>> START RECORDS FOR PROCESSING

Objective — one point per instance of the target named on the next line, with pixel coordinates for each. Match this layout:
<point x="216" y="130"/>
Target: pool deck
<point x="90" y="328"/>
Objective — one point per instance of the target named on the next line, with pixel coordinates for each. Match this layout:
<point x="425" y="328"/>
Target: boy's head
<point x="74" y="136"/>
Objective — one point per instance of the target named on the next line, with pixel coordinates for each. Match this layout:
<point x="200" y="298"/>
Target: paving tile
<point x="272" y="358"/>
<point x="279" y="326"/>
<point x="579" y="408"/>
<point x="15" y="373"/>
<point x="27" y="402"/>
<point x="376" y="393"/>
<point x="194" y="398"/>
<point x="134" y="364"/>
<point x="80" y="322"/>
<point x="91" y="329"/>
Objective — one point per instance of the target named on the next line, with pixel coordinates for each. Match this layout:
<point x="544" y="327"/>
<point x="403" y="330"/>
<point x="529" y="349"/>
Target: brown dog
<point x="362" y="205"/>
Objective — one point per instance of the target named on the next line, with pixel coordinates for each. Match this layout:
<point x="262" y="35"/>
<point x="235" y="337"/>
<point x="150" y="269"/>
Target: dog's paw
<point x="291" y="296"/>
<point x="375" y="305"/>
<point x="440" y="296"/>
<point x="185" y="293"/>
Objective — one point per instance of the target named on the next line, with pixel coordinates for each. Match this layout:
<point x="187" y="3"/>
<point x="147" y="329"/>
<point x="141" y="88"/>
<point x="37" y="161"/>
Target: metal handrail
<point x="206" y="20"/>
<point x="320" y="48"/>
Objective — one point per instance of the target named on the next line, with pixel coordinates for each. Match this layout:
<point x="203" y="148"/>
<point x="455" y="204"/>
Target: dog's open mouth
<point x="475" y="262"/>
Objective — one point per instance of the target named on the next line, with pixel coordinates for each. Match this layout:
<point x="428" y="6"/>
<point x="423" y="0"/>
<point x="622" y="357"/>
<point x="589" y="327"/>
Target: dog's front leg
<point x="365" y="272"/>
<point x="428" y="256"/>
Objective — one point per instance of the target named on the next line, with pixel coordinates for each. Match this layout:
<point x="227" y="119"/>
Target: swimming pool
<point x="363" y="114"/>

>> END RECORDS FOR PROCESSING

= SET TASK =
Count the lines of the material above that contain the string "pool". Reply with the number alone.

= FULL SOLUTION =
2